_Extracted data entries_
%%

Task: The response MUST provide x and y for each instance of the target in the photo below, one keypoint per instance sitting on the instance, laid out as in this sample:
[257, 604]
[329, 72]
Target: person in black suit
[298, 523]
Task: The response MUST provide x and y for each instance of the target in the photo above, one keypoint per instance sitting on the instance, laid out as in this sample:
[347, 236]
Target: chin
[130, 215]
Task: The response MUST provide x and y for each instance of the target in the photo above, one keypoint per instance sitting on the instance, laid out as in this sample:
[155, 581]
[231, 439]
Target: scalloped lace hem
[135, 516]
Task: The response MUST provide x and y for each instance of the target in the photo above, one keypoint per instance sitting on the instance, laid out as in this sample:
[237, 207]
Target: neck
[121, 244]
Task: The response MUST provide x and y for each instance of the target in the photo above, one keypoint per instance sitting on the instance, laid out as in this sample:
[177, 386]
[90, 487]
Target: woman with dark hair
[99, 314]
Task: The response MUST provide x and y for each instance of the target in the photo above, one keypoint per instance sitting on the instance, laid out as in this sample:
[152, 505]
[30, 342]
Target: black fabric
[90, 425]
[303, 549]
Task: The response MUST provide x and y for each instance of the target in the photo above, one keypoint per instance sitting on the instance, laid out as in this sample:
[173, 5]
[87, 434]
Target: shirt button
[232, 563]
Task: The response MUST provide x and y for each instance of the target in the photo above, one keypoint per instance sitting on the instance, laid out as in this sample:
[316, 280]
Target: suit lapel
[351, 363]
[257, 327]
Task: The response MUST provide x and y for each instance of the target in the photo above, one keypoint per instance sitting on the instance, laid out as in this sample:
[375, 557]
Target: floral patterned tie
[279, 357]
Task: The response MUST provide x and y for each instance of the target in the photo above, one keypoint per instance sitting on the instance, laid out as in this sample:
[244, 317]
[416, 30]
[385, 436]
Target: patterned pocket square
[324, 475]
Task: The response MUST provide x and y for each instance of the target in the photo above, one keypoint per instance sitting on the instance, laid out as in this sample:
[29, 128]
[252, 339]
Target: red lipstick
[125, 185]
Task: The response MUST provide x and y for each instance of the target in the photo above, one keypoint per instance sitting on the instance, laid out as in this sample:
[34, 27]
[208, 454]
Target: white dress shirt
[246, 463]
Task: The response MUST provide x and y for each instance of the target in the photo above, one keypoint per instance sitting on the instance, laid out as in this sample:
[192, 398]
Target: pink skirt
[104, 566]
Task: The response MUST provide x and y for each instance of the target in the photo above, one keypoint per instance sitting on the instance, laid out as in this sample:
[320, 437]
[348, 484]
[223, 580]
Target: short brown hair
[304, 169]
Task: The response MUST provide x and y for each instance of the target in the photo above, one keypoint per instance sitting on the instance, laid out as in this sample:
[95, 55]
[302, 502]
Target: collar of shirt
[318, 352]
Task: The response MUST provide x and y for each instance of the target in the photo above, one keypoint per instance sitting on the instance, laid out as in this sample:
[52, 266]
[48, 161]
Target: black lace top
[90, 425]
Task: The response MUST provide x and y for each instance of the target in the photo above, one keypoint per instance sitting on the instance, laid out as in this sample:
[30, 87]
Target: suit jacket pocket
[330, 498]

%%

_Problem statement_
Reproduce the full set of records precisely.

_Task result_
Task: The response MUST provide x and y for each instance of the target in the photo below, one keypoint per instance sitting on the instance, laid out as in this sample:
[257, 604]
[329, 72]
Target: person in black suit
[298, 523]
Task: The response MUST provide x and y for each instance of the target in the photo above, one keypoint per instance sitting on the instance, laid out as in this sample:
[347, 236]
Target: chin
[130, 215]
Task: The response MUST provide x and y for each instance of the target in the photo above, one keypoint per instance sitting on the instance, laid out as in this sample:
[155, 581]
[231, 439]
Target: scalloped lace hem
[135, 516]
Task: The response MUST provide x and y for each instance of the target in the photo above, one keypoint per instance sitting on the instance, laid out as in this sample:
[237, 207]
Target: neck
[121, 244]
Task: The response MUST provide x and y for each instance of the target in the photo above, one keypoint per instance sitting on the instance, laid out as in this sample:
[177, 386]
[90, 487]
Target: woman with dark hair
[99, 314]
Task: The response MUST provide x and y for each instance of the target in the photo above, one keypoint per instance sitting on the instance, laid out as in this sample:
[152, 505]
[30, 342]
Target: black fabric
[90, 425]
[303, 549]
Task: The response MUST provide x and y for each instance of the target in the photo above, one keypoint per instance sitting on the instance, laid out as in this sample:
[173, 5]
[87, 434]
Target: shirt button
[232, 563]
Task: The response MUST provide x and y for each instance of the target in the photo above, one keypoint per instance sitting on the instance, laid out as in this sample:
[316, 280]
Target: suit lapel
[351, 363]
[257, 327]
Task: The response MUST provide x and y for each instance of the target in the photo above, one keypoint per instance sitting on the instance, laid out as in this sample:
[375, 557]
Target: floral patterned tie
[279, 357]
Task: The response MUST provide x and y for each instance of the target in the photo above, one keypoint per instance sitting on the instance, laid out as in this sample:
[244, 317]
[416, 30]
[385, 436]
Target: patterned pocket square
[324, 475]
Task: The response MUST provide x and y for each instance of the target in the photo above, one keypoint per instance sitting on the instance, laid out as in this sample:
[29, 128]
[252, 339]
Target: red lipstick
[125, 185]
Task: The response MUST provide x and y for each instance of the target in the photo above, one keypoint per instance sitting on the instance, laid out as in this sample:
[34, 27]
[208, 454]
Target: white dress shirt
[246, 463]
Task: The response MUST provide x and y for each instance of the target in the photo above, one keypoint per instance sitting on the instance, laid out as in this sample:
[192, 398]
Target: pink skirt
[104, 566]
Task: The response MUST provide x and y for each instance of the target in the photo above, one keypoint per instance sitting on the instance, laid out as in this sample:
[320, 437]
[348, 484]
[223, 580]
Target: short brown hair
[304, 169]
Task: The response MUST provide x and y for each instance of the target in the photo above, one keypoint per instance sitting on the instance, laid out as in this sample:
[95, 55]
[302, 502]
Target: collar of shirt
[318, 352]
Task: The response MUST provide x and y for each instance of the target in the photo above, one keypoint per instance sitting on the instance, laid out as in this sample:
[52, 266]
[48, 161]
Target: black lace top
[90, 425]
Task: The response MUST provide x and y for each instance of the target in the photo above, one keypoint per instance sitting on the instance, laid out as in this sample:
[30, 87]
Target: suit jacket pocket
[330, 498]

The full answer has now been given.